> **Data drawn from a collection**:
## BEGIN
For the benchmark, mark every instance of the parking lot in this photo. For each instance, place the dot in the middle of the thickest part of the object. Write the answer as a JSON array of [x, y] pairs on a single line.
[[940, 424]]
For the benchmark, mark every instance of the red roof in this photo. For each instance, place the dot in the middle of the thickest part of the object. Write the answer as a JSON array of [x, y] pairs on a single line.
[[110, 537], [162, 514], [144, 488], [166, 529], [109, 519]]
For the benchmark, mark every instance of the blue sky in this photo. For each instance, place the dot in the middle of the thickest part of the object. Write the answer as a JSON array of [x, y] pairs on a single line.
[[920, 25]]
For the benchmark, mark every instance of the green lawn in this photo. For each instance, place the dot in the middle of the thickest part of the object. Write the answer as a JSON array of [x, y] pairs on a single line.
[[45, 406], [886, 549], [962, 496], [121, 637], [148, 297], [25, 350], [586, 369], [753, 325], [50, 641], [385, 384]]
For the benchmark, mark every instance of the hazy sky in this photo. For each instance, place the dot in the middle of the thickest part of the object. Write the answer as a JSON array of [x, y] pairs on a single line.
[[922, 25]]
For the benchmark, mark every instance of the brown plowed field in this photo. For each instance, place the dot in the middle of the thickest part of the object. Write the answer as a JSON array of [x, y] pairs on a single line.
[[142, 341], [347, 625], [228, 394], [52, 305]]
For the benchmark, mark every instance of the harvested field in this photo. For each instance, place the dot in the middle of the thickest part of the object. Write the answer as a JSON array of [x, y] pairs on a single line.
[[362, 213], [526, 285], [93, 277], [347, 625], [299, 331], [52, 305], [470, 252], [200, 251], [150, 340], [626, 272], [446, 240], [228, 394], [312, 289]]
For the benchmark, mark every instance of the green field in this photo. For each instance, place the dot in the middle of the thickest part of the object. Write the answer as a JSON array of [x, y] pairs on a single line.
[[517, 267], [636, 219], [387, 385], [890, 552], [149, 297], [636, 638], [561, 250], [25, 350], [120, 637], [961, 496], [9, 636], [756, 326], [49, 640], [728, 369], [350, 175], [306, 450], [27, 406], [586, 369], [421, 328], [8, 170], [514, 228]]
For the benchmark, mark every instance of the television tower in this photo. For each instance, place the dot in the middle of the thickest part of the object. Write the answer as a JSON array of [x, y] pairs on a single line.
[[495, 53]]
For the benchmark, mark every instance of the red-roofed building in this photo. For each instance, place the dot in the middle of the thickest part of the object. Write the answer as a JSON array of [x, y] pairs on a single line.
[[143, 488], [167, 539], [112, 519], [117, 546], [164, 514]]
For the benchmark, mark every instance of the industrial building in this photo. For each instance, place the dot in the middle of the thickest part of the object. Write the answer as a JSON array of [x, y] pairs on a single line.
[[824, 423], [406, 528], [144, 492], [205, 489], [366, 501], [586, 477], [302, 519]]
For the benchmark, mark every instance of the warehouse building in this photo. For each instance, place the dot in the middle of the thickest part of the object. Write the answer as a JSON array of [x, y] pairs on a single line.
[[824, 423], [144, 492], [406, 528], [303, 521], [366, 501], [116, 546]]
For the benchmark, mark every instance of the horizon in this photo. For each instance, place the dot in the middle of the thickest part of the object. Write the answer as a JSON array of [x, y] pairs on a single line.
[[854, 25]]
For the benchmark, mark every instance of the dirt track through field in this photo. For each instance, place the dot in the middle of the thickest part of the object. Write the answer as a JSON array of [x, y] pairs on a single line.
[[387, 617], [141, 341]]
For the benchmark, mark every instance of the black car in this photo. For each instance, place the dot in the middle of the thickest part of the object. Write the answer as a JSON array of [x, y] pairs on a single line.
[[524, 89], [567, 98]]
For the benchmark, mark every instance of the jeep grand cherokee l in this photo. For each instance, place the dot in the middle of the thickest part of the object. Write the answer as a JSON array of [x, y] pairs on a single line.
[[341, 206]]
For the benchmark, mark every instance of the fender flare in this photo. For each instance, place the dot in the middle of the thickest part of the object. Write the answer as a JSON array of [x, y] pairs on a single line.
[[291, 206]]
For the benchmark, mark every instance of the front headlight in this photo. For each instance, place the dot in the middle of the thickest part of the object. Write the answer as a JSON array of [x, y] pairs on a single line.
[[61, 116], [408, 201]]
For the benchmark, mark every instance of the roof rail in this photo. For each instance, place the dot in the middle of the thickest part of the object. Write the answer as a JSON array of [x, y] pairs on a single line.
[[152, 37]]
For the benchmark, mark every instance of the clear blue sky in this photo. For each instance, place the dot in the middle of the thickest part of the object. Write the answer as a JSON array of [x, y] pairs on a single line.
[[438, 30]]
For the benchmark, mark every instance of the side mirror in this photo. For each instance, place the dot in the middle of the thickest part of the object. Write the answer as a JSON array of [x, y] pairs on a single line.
## END
> **Problem description**:
Output all of the rows above as a Markdown table with two columns, "No." for the row number and "Line" for its text, leaving out any blank lines.

> **Task result**:
| No. | Line |
|---|---|
| 1 | For the benchmark, mark every instance of the parking lot in this photo. For each instance, place the dot in the middle of the thickest part of the object. Write the answer as a JSON array of [x, y] pairs on a single line. |
| 2 | [[940, 424]] |
| 3 | For the benchmark, mark every instance of the red roof in this photo. For each instance, place the dot in the middle of the thickest part of the object. Write the answer as a JSON array of [x, y] pairs on a single line. |
| 4 | [[110, 537], [162, 514], [144, 488], [166, 529], [109, 519]] |
| 5 | For the benchmark, mark every instance of the blue sky in this photo. For each instance, place the dot in the middle of the thickest part of the object. Write the answer as a JSON array of [x, y] pairs on a single line. |
| 6 | [[920, 25]] |
| 7 | For the benchmark, mark every instance of the green lawn in this photo. For each instance, place the dot in the middle of the thickest part of the object. Write the answer as a JSON array of [x, y] pairs on a single line. |
| 8 | [[45, 406], [886, 549], [962, 496], [121, 637], [148, 297], [25, 350], [586, 369], [753, 325], [50, 641], [385, 384]] |
| 9 | For the benchmark, mark every instance of the hazy sky in this photo. For each instance, place the dot in the middle of the thickest part of the object. Write the answer as a JSON array of [x, y] pairs on a single line. |
| 10 | [[922, 25]] |
| 11 | For the benchmark, mark every instance of the brown plowed field in this photo. For each instance, place the dot in the middle of the thickest part of the object. Write the answer as a JSON array of [x, y] pairs on a single line. |
| 12 | [[142, 341], [347, 625], [228, 394], [52, 305]] |
| 13 | For the benchmark, mark every instance of the harvested field in this photo. For each instance, place the dot in the middle of the thickest part of the object. Write the answer as a JSON array of [x, y] pairs on a single line. |
| 14 | [[362, 213], [526, 285], [93, 277], [347, 625], [299, 331], [52, 305], [470, 252], [200, 251], [150, 340], [626, 272], [446, 240], [228, 394], [312, 289]] |
| 15 | For the benchmark, mark every instance of the green field in this photo. For each instance, place the dot in the middle of the thickest part of the object. Write the answer as a JSON array of [x, y] pairs on a single line. |
| 16 | [[517, 267], [636, 219], [387, 385], [890, 552], [149, 297], [636, 638], [561, 250], [25, 350], [120, 637], [961, 496], [9, 636], [756, 326], [49, 640], [728, 369], [350, 175], [306, 450], [27, 406], [586, 369], [421, 328], [8, 170], [514, 228]] |
| 17 | For the benchmark, mark every instance of the television tower in this photo. For each instance, place the dot in the middle of the thickest part of the object. Write the answer as a JSON array of [x, y] pairs on a single line. |
| 18 | [[495, 53]] |
| 19 | For the benchmark, mark every instance of the red-roofed building in this photo. For each instance, place the dot in the middle of the thickest part of the object. Write the answer as a JSON array of [x, y] pairs on a single line. |
| 20 | [[143, 488], [167, 539], [112, 519], [117, 546], [164, 514]] |
| 21 | For the benchmark, mark every instance of the industrial building in this photo. For each instance, place the dot in the middle of the thickest part of the object. Write the answer as a JSON array of [x, y] pairs on a single line. |
| 22 | [[824, 423], [406, 528], [144, 492], [205, 489], [366, 501], [586, 477], [302, 519]] |
| 23 | For the benchmark, mark every instance of the warehouse building in this photo. For each instance, place the dot in the middle of the thickest part of the object. Write the answer as a JSON array of [x, y] pairs on a single line. |
| 24 | [[824, 423], [144, 492], [406, 528], [303, 521], [366, 501], [116, 546]] |
| 25 | For the benchmark, mark every instance of the horizon in this photo. For each instance, place the dot in the middle of the thickest part of the object. Write the answer as a JSON array of [x, y] pairs on a single line. |
| 26 | [[854, 25]] |
| 27 | For the benchmark, mark every instance of the dirt track through field in this photo. For each instance, place the dot in the middle of the thickest part of the object. Write the answer as a JSON array of [x, y] pairs on a single line. |
| 28 | [[387, 617], [141, 341]] |
| 29 | For the benchmark, mark every instance of the black car in this photo. For each instance, place the dot in the middle of the thickest part of the object. Write the answer as a JSON array of [x, y] pairs on a single line. |
| 30 | [[524, 89], [567, 98]] |
| 31 | For the benchmark, mark every instance of the jeep grand cherokee l in this photo. For each instance, place the dot in the middle of the thickest part of the object. Write the answer as a JSON array of [x, y] pairs on a single line. |
| 32 | [[341, 206]] |
| 33 | For the benchmark, mark every instance of the fender flare in this photo. For each instance, place the dot in the middle of the thickest part of the object. Write the answer as a JSON array of [x, y] pairs on a single line. |
| 34 | [[291, 206]] |
| 35 | For the benchmark, mark every instance of the front headlight in this photo. For each instance, place the dot in the middle of the thickest part of the object. Write the answer as a JSON array of [x, y] pairs on a single line. |
| 36 | [[61, 116], [408, 201]] |
| 37 | For the benchmark, mark every instance of the roof rail in this photo. For each instance, place the dot in the middle of the thickest part of the object. Write the answer as a JSON array of [x, y] pairs on a single line. |
| 38 | [[152, 37]] |
| 39 | For the benchmark, mark every instance of the clear blue sky in this photo. For each instance, place the dot in the middle of the thickest part of the object. Write the answer as a JSON array of [x, y] pairs on a single line. |
| 40 | [[438, 30]] |
| 41 | For the benchmark, mark every instance of the side mirror in this photo. For each instance, place the dot in the middle of the thickest part of the object. Write the answer as a JSON array of [x, y] pairs on a single line. |